Çokhücreli hayvanlar arasındaki en önemli asalak grubu ise solucanlardır. Domuz fare ve insanda görülen trişinoz hastalığının nedeni trişin denen bir yuvarlak solucandır. Bu solucan, az pişirilmiş domuz etinin yenmesiyle insan bağırsağına geçer. Kancalıkurt hastalığı da ayaklardaki küçük kesiklerden vücuda giren bir bağırsak solucanından kaynaklanır (bak. KANCALIKURT). Tenya ya da şerit denen yassısolucanlar ise, bu hayvanın larvalarını taşıyan az pişirilmiş balık, sığır ya da domuz etinin yenmesiyle insan vücuduna girerek bağırsaklara yerleşir ve uzunluğu bazen 10 metreyi bulabilir (bak. Tenya). Akciğer kelebeği, bağırsak kelebeği, kan kelebeği, karaciğer ve mide kelebeği gibi yapraksolucanlar da en çok geviş getirenlerin, zaman zaman da insanın asalağı olarak çeşitli hastalıklara yol açar.
Tekhücreli hayvanlar ile çokhücrelilerden solucanların özellikle iç organlarda barınmasına karşılık, eklembacaklıların çoğu dışasalaktır. Solucanlardan daha üstün yapılı canlılar olan eklembacaklıların en yaygın asalak örnekleri bit, pire, tahtakurusu gibi böcekler ile kene, akar ve uyuzböceği gibi örümceğimsilerdir. Larva evresini at, sığır, koyun gibi toynaklı hayvanların midesinde, burun boşluğunda ya da derisinde geçiren mide sinekleri de önemli bir asalak grubudur.

--*--

**Görev 1**
Asalaklarla ilgili metinde "Tekhücreli hayvanlar ile" diye başlayan paragrafı madde madde yeniden yaz. Ana bilgilerin hepsi kalsın.
**Görev 2**
Asalaklarla ilgili metni son cümlesinden sonra sürdür.

--*--

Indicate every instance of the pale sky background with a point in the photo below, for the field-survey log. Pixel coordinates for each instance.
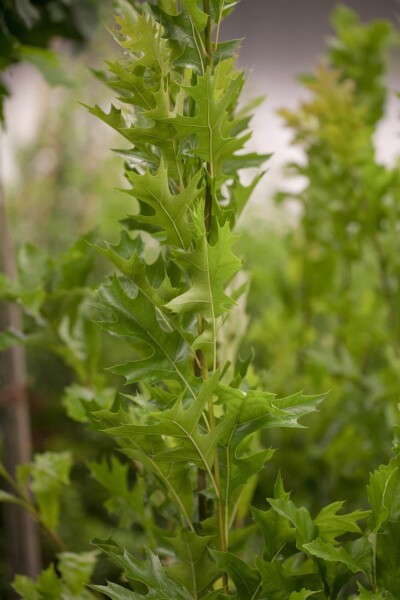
(284, 38)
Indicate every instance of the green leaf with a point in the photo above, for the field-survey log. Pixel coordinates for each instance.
(300, 518)
(149, 571)
(276, 583)
(76, 569)
(331, 553)
(169, 211)
(275, 530)
(25, 587)
(125, 501)
(366, 595)
(211, 125)
(384, 494)
(331, 525)
(211, 268)
(388, 557)
(182, 424)
(117, 592)
(134, 316)
(174, 478)
(50, 473)
(76, 397)
(247, 580)
(47, 587)
(302, 595)
(193, 567)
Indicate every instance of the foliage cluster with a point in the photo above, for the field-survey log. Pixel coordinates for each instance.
(331, 288)
(185, 450)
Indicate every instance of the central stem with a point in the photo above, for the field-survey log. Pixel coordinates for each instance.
(208, 225)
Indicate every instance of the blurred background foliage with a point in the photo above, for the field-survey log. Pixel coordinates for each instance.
(322, 303)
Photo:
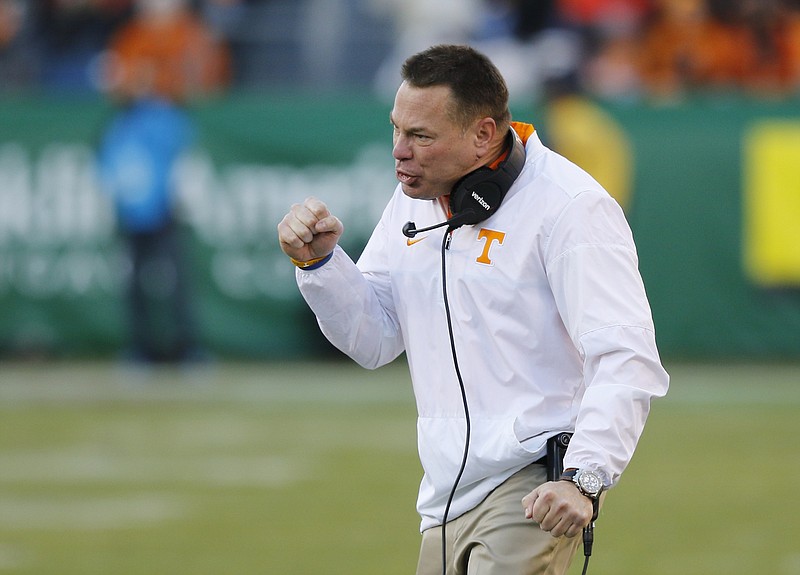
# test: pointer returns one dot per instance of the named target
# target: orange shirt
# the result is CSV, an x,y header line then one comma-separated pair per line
x,y
175,59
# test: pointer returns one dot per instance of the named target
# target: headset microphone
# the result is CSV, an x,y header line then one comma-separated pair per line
x,y
410,229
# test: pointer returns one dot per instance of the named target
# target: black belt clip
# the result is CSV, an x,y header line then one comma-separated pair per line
x,y
556,449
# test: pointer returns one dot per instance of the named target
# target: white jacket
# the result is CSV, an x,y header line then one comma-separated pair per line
x,y
552,329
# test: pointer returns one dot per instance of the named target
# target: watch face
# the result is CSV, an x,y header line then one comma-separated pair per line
x,y
589,482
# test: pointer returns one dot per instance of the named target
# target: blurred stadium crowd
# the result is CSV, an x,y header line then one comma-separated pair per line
x,y
612,48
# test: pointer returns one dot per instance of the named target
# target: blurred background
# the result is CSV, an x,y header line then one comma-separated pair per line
x,y
148,148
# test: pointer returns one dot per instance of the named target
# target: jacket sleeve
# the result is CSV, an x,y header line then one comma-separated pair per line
x,y
593,272
355,309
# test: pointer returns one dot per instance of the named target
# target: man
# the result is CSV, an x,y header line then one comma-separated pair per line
x,y
539,325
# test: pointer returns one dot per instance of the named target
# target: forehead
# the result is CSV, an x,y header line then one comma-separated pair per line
x,y
416,108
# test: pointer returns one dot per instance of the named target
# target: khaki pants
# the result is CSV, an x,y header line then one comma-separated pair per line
x,y
496,539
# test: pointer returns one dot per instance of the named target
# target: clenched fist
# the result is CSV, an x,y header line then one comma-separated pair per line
x,y
309,231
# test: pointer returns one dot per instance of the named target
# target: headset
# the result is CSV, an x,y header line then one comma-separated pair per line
x,y
478,195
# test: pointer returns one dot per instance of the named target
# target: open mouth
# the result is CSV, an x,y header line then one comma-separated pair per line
x,y
406,179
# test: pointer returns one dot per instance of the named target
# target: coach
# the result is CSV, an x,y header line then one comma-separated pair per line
x,y
510,279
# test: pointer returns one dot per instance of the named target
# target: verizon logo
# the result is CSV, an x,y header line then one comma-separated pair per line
x,y
481,201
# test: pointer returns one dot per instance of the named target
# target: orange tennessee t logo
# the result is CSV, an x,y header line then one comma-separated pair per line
x,y
489,237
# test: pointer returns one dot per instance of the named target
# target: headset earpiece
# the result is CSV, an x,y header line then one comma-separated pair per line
x,y
482,191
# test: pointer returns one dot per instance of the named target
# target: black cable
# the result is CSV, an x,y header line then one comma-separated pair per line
x,y
588,535
445,242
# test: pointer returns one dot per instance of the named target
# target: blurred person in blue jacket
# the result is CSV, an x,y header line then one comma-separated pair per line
x,y
157,63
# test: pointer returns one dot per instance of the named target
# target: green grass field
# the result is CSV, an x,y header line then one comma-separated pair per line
x,y
312,468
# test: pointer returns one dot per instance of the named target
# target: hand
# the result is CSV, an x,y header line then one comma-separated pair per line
x,y
559,508
309,231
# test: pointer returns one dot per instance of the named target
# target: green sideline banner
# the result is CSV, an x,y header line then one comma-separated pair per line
x,y
63,268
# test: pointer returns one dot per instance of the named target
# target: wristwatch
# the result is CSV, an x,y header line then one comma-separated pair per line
x,y
586,480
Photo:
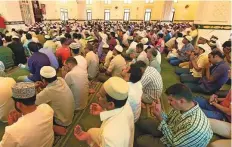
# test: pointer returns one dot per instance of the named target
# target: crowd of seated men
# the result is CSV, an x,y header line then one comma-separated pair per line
x,y
64,60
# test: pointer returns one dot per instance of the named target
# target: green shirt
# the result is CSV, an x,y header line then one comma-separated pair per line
x,y
188,129
6,56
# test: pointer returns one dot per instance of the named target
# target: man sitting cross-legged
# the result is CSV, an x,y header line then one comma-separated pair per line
x,y
117,129
184,126
214,76
30,125
198,61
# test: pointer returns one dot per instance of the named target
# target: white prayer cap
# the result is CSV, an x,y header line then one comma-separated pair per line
x,y
189,38
117,88
47,37
15,37
144,40
75,45
47,72
23,90
105,45
119,48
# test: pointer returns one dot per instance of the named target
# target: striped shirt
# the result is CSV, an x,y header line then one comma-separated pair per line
x,y
152,84
189,129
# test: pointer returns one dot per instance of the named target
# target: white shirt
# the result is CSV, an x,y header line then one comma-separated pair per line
x,y
59,96
134,98
103,36
34,129
77,80
116,66
107,59
143,57
81,62
133,45
117,127
6,102
92,64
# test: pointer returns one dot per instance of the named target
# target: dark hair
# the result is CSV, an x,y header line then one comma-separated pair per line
x,y
63,40
218,53
49,80
112,34
179,90
28,36
27,102
140,46
75,35
67,35
161,35
179,34
117,103
76,51
89,46
33,47
226,44
79,36
8,38
71,60
1,42
136,73
141,64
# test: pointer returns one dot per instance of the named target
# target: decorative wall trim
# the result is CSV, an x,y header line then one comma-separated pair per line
x,y
14,22
214,27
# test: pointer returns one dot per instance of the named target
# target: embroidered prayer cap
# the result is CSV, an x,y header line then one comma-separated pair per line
x,y
117,88
23,90
47,36
74,46
105,45
47,72
119,48
144,41
189,38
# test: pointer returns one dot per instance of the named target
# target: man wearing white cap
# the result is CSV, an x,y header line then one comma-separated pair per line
x,y
117,63
142,55
30,125
117,129
58,95
92,62
77,80
81,61
109,55
198,61
50,44
184,53
18,50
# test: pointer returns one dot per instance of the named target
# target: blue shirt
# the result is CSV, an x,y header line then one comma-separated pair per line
x,y
182,55
51,57
35,63
219,72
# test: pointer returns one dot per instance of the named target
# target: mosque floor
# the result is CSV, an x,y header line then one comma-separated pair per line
x,y
87,121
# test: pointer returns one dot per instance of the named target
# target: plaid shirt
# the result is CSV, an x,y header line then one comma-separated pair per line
x,y
152,83
189,129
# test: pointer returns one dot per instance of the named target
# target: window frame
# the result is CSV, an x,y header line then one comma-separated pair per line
x,y
147,12
126,13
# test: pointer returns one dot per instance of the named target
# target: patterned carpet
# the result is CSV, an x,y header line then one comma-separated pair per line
x,y
87,121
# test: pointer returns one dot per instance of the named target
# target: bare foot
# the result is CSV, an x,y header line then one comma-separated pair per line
x,y
81,135
59,130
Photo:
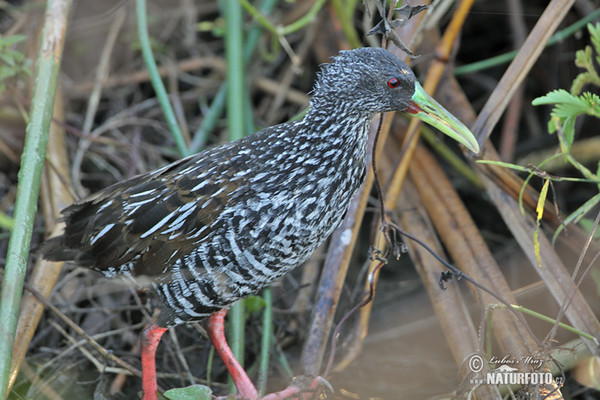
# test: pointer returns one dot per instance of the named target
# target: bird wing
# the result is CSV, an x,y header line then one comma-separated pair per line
x,y
144,224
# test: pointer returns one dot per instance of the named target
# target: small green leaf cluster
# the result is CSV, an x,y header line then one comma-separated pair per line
x,y
13,63
568,106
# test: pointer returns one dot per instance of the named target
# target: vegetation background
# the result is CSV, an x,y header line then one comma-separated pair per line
x,y
232,67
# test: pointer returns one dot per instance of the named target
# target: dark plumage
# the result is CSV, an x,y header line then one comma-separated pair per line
x,y
214,227
219,225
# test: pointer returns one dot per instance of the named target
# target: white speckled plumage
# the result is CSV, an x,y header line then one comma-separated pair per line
x,y
220,225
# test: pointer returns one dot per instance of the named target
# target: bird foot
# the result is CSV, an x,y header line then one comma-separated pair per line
x,y
301,389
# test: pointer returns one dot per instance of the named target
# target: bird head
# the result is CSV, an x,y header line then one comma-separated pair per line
x,y
372,80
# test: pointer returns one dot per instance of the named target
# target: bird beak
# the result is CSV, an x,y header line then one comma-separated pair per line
x,y
424,107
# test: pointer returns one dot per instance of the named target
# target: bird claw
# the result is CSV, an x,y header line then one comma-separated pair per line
x,y
298,389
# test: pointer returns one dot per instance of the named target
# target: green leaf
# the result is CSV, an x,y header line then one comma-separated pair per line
x,y
12,39
193,392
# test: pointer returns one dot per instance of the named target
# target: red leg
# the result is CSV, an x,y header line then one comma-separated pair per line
x,y
150,340
244,385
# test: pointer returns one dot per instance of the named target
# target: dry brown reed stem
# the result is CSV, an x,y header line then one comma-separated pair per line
x,y
449,304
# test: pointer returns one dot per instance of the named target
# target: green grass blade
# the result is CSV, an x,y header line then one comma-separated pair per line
x,y
32,163
157,84
265,345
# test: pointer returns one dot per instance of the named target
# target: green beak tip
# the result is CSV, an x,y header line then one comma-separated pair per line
x,y
430,111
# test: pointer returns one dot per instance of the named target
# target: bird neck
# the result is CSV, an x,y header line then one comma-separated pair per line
x,y
337,125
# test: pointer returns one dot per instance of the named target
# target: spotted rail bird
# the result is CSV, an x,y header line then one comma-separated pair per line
x,y
220,225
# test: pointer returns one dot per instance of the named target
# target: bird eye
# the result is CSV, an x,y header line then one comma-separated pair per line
x,y
393,83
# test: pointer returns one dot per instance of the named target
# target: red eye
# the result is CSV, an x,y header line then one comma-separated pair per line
x,y
393,83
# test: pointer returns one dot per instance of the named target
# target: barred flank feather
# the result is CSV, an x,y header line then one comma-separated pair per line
x,y
220,225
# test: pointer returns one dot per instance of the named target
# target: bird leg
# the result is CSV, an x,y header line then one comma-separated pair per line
x,y
244,385
150,340
246,390
216,332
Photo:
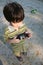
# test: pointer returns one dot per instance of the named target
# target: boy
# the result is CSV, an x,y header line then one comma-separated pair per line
x,y
14,14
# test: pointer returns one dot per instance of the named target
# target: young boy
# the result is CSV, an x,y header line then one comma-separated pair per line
x,y
16,32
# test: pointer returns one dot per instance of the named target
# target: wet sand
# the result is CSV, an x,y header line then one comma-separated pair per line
x,y
35,23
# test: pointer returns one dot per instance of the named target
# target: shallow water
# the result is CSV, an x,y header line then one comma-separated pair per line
x,y
33,21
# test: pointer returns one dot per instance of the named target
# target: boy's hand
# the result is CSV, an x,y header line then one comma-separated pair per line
x,y
14,41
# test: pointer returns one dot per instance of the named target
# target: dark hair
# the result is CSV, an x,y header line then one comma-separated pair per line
x,y
13,12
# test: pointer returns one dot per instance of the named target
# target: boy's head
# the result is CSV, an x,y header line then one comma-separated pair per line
x,y
13,12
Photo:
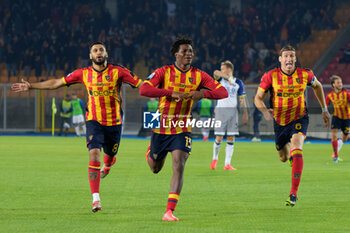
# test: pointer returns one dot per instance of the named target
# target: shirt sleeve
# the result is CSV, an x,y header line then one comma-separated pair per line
x,y
81,104
328,100
74,77
215,89
150,86
129,77
241,90
208,82
266,82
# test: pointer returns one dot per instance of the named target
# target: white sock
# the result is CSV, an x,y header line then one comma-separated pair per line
x,y
216,149
77,131
205,132
229,152
95,197
340,144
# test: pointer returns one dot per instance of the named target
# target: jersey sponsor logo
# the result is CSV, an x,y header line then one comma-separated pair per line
x,y
151,120
102,93
289,94
151,76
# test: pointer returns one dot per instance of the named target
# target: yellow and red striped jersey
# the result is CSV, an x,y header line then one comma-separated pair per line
x,y
174,115
341,103
104,91
288,98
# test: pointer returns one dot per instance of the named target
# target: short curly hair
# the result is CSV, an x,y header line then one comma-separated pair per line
x,y
179,41
333,78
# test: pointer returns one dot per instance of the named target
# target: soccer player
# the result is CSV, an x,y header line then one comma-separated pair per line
x,y
65,114
205,111
177,85
78,115
103,83
341,116
226,112
291,120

--*--

**Yanıt 1**
- Tekhücreli hayvanlar ve çokhücrelilerden solucanlar daha çok iç organlarda yaşar. Eklembacaklıların çoğu ise dışasalaktır.
- Eklembacaklılar solucanlardan daha üstün yapılı canlılardır.
- En yaygın asalak eklembacaklılar iki gruptur: bit, pire, tahtakurusu gibi böcekler ile kene, akar, uyuzböceği gibi örümceğimsiler.
- Mide sinekleri de önemli bir asalak grubudur. Larva evresini at, sığır, koyun gibi toynaklı hayvanların midesinde, burun boşluğunda ya da derisinde geçirirler.

**Yanıt 2**
Bitkisel Asalaklar
Bitkisel asalakların ya da asalak bitkilerin en kalabalık grubu ise spor adı verilen küçük üreme hücreleriyle çoğalan mantarlardır. Pas, külleme, sürme ve yanıklık gibi bitki hastalıklarının çoğu asalak mantarlardan kaynaklanır. Saçkıran denen deri hastalığının etkeni degene bir asalak mantardır. Mantarlar topluluğu bildiğimiz kır mantarlarını (şapkalımantarları) da içerir. Kır mantarlarının çok azı asalak, büyük bölümü çürükçüldür ve ölü bitkilerin kalıntılarıyla beslenir (bak. MANTARLAR).
Tohumlu bitkiler arasında asalak yaşama oldukça az rastlanır. Çünkü bu bitkilerin çoğu güneş ışığının da yardımıyla kendi besinini kendi üretebilir ve yaşamını sürdürmek için başka bir canlıya gerek duymaz. Ama ökseotu gibi bazı bitkiler besinlerinin bir bölümünü kendileri üretir, kalanını da konak bitkiden sağlar. Bunlara yarıasalak denir. Yapraksız bir tırmanıcı bitki olan cinsaçı gibi gerçek asalaklar ise bütün besinini konaktan alır. Asalak bitkilerde, bitkilere yeşil rengini veren madde (klorofil) olmadığı için bunlar özümleme yapamaz ve besinlerini kendileri üretemezler.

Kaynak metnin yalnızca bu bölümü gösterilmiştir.